• _Given exercise_: Return every line of the data below that contains the string "cushion", treating uppercase and lowercase letters as distinct.

Stored data
begin
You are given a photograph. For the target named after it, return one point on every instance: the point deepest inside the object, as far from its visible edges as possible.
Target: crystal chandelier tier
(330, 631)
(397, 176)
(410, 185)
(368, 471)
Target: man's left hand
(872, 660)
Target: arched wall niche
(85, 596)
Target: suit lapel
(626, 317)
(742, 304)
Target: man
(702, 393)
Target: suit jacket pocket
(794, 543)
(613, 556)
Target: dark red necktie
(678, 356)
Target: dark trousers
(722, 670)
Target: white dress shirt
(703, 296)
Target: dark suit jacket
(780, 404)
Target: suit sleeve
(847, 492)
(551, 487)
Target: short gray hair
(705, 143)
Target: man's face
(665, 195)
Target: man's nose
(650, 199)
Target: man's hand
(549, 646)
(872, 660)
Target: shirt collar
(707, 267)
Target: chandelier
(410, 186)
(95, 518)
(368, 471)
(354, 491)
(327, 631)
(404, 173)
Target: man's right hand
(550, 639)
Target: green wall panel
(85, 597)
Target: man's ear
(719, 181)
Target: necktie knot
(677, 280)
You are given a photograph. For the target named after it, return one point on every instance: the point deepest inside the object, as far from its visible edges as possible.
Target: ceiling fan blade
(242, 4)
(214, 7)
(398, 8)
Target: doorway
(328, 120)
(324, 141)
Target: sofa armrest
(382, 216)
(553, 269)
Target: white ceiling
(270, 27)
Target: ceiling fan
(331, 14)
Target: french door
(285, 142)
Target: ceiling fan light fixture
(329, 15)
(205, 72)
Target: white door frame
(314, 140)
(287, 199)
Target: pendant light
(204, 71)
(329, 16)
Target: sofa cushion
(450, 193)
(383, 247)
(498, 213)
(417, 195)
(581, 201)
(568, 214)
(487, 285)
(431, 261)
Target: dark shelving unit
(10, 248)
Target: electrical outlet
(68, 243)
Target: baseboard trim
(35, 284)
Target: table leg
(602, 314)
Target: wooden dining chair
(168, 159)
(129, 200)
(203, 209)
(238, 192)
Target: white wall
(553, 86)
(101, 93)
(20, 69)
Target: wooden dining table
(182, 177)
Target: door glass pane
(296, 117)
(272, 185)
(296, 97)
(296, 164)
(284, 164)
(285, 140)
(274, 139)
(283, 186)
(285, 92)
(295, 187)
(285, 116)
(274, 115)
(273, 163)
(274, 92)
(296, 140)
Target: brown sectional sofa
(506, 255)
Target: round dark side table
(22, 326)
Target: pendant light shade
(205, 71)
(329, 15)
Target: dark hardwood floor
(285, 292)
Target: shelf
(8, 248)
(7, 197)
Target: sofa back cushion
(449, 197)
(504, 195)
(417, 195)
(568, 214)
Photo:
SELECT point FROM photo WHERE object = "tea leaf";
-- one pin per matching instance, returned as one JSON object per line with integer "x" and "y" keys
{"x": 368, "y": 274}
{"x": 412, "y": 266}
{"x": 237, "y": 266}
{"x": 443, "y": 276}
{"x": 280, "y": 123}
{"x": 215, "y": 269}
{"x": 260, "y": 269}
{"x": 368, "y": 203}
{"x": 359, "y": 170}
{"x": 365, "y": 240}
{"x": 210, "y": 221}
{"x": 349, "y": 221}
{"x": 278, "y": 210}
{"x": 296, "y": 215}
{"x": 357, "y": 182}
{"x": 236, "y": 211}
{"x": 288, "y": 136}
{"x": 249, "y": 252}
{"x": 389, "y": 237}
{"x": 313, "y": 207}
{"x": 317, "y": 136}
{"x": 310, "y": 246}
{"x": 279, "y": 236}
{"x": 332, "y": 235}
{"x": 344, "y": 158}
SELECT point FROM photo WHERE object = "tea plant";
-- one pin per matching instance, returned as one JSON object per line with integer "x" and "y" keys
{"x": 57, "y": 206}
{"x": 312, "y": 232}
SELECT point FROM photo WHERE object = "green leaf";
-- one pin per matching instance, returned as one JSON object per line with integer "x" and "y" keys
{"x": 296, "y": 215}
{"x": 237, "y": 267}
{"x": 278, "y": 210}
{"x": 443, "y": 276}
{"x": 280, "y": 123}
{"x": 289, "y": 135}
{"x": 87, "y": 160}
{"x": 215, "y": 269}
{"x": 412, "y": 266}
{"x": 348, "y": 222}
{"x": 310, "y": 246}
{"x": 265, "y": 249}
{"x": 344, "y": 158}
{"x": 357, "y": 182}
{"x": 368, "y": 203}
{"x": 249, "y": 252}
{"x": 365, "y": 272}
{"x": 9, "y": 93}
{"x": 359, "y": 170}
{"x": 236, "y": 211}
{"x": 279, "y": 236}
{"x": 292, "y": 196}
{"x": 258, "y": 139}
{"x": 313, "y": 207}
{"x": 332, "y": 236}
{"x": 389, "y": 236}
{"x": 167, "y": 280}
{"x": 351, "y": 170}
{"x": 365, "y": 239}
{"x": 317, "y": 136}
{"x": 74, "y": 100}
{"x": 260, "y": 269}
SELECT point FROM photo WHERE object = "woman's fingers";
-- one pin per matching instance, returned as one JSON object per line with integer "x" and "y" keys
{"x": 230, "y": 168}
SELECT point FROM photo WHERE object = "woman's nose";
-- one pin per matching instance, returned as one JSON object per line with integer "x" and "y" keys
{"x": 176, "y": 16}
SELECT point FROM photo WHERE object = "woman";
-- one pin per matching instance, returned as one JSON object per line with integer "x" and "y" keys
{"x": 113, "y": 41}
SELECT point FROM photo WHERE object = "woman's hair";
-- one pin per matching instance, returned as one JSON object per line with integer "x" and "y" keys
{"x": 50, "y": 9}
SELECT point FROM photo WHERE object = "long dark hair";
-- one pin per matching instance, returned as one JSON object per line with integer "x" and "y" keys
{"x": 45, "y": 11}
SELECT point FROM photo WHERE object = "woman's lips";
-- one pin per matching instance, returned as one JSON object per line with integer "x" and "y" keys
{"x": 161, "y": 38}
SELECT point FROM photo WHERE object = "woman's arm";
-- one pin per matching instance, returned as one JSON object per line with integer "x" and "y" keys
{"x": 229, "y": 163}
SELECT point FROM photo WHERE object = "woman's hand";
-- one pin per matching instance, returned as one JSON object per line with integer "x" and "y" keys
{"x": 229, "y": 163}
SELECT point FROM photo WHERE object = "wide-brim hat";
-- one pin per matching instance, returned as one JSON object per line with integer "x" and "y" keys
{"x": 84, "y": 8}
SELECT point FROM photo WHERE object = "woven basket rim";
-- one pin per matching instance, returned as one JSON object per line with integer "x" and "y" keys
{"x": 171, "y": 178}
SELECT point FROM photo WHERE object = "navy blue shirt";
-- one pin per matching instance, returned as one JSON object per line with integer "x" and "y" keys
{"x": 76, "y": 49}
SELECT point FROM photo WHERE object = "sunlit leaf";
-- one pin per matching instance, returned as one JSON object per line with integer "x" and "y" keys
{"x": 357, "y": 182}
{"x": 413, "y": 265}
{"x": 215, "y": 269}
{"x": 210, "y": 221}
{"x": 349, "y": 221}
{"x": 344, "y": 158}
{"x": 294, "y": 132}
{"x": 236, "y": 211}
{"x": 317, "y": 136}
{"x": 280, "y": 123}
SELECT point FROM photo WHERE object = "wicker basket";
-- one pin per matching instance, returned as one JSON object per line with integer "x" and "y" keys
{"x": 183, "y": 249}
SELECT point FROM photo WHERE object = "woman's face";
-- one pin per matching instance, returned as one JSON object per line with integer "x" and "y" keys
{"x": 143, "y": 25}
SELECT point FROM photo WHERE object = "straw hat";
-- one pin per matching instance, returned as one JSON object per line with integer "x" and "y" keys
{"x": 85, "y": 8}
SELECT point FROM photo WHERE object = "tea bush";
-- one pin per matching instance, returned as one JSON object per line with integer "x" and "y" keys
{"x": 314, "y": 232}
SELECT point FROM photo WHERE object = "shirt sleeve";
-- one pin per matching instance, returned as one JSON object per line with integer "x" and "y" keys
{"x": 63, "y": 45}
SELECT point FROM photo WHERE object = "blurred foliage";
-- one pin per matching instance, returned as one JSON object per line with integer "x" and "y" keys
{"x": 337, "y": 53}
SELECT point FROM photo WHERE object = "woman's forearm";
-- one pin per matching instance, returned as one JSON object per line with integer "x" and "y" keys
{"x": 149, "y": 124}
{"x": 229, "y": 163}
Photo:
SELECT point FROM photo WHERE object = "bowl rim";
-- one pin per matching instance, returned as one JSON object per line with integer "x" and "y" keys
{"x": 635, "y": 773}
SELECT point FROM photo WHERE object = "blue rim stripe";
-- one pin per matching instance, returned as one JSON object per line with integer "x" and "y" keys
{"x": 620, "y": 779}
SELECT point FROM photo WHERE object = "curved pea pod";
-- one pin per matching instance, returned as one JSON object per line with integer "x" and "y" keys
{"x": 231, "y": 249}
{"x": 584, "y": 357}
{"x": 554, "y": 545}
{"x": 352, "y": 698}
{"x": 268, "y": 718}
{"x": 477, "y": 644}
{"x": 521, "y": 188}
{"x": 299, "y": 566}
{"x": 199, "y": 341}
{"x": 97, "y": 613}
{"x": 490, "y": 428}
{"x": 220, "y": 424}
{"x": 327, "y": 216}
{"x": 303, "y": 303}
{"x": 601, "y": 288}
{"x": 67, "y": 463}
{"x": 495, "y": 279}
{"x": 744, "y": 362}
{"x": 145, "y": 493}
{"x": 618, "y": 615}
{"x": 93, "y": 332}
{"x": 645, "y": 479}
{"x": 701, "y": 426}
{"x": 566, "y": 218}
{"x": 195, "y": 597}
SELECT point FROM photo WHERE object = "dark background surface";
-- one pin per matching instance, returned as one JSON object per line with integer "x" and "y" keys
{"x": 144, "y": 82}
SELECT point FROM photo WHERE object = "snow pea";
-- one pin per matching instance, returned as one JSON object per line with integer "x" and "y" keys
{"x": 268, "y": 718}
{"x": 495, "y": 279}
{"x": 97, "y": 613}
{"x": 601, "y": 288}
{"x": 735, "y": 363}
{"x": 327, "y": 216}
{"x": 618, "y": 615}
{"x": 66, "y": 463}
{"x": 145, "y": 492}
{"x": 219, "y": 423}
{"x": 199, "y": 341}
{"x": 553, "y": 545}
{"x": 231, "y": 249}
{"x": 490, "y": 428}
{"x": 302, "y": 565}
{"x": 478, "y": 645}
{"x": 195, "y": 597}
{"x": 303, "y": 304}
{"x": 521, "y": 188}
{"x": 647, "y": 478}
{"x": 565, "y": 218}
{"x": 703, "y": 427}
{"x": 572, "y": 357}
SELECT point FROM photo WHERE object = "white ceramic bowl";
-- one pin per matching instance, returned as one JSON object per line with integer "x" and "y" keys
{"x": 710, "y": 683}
end
• _The solution_:
Target: sofa cushion
Target: sofa back cushion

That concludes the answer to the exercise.